Exercise set
1. Transcribe the passage of the article about paranormal investigator Robin Conover starting with "Mary Ann said" and going on through "had been given.".
2. Pick up the article about paranormal investigator Robin Conover from its last sentence and keep writing it.

In a season where people are more attentive to ghosts, demons and other spooky phenomena, central Illinois is missing a longtime resident capable of facing down demons.

Pekin-based paranormal investigator Robin Conover passed away earlier this month.

In one instance, Conover had been called to a farm in LeRoy, where owners had complained about an entity that had been attacking animals in the barn, inflicting the deep triple scratches often associated with demonic activity. According to Conover’s widow, Mary Ann, he confronted and defeated what proved to be a powerful demon through a combination of tenacity and intense Christian faith.

“It was mean,” she said. “It picked him up and threw him against the wall. He was very persistent, and he felt that God was on his side. He had his Bible with him. When he did his cases, he had that Bible, and he would quote Scripture. Eventually, whatever it was … seemed to disappear. After that, it seemed like everything was OK. The (owners) never complained again about any issues.”

Mary Ann said that Conover always felt his ability to see and talk with spirits was a gift bestowed on him by God after he lost his little finger in a lathe accident in the 1980s. It was shortly afterward, she added, that he began seeing and experiencing things he had not seen or experienced before. A conversation with Delavan-based psychic Greta Alexander revealed the nature of Conover’s encounters and the abilities he had been given.

“He chose to use those abilities for good, and to help people,” she said.

Mary Ann saw Conover in action for the first time in 2014, when she accompanied him on a case at the now-demolished Peoria State Hospital in Bartonville. She described his demeanor as focused and very professional as they toured the facility. As they entered a room there, she remembered, Conover saw so much paranormal activity that it seemed to illuminate the room with pink light.

“He could see all these spirits, and they were talking to him,” she said. “It was pitch black, and all I could see was these little flecks of light. He said, ‘That’s how I saw them.’ They were very upset and very mad because the building was being torn down, and they wanted him to stop what was going to happen. We went back down the hallway, and his team members were all standing in front of him. But there were so many spirits that he had trouble telling the difference between those and his team members. Evidently, (hospital founder Dr. George) Zeller got right in his face and was yelling at him.”

Conover’s willingness to battle a powerful and evil supernatural being in LeRoy may have astounded the average bystander, but it came as no particular surprise to his best friend of over 50 years: Dana Herold of Pekin.

“There was nothing that ever scared Robin,” Herold said. “I wouldn’t say the demon scared him, but it was so evil that it definitely got his attention.”

Herold’s 53-year friendship with Conover began simply enough: with an invitation to play. From that beginning, they attended Pekin Community High School together, learned to drive together and made time for annual summer outings to the Heart of Illinois Fair. When Conover began working as a paranormal investigator, Herold even accompanied him on some of his calls.

Data segment

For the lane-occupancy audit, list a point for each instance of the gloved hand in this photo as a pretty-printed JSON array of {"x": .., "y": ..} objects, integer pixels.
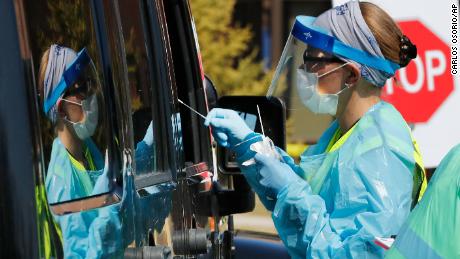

Exercise responses
1.
Mary Ann said that Conover always felt his ability to see and talk with spirits was a gift bestowed on him by God after he lost his little finger in a lathe accident in the 1980s. It was shortly afterward, she added, that he began seeing and experiencing things he had not seen or experienced before. A conversation with Delavan-based psychic Greta Alexander revealed the nature of Conover’s encounters and the abilities he had been given.

2.
Robin was the toughest guy I ever knew in my life,” said Herold. “It could be Hell’s Angels, the Mafia or just some bully out there. I’d be scared, but they wouldn’t talk to him (disrespectfully).”

Given Conover’s toughness, courage and the pride he took in his service in the United States Marine Corps, his choice for a favorite actor seems a predictable one. His daughter, Amy Christy of Bryant, has vivid recollections of Conover’s affinity for John Wayne.

“You could hardly ever walk into the house when a John Wayne movie wasn’t on TV,” Christy said. “I couldn’t tell you which one was his favorite. He watched them all. He had John Wayne everything. I bought him a little windmill with a wind chime that had John Wayne on it. He said it was too nice to hang outside, so he hung it in the living room by the TV.”

But, according to Christy, the presence of children never failed to melt the tough façade he brought to an encounter with a grumpy ghost or a destructive demon.

“He was always worried about the little ones and always wanted them to feel like they could sleep in their own rooms and be safe,” she added. “He loved kids. He loved to see them laugh and smile. I have three kids, and he adored them. In his eyes, the sun rose and set on his grandkids.”

Mary Ann Conover remembers her husband’s fun-loving side, because that was the part of his nature that brought them together. They met in 2013 at B.G. Karaoke Saloon in Bartonville, where the owner and Conover’s close friend B.G. Myer introduced them.

“He was such a cheerful guy with a big smile,” she recalled. “Everybody loved him.”

Introductions turned to conversation, which blossomed into dating. In the summer of 2014, dating led the couple not to the altar, but to the stage at B.G. Karaoke.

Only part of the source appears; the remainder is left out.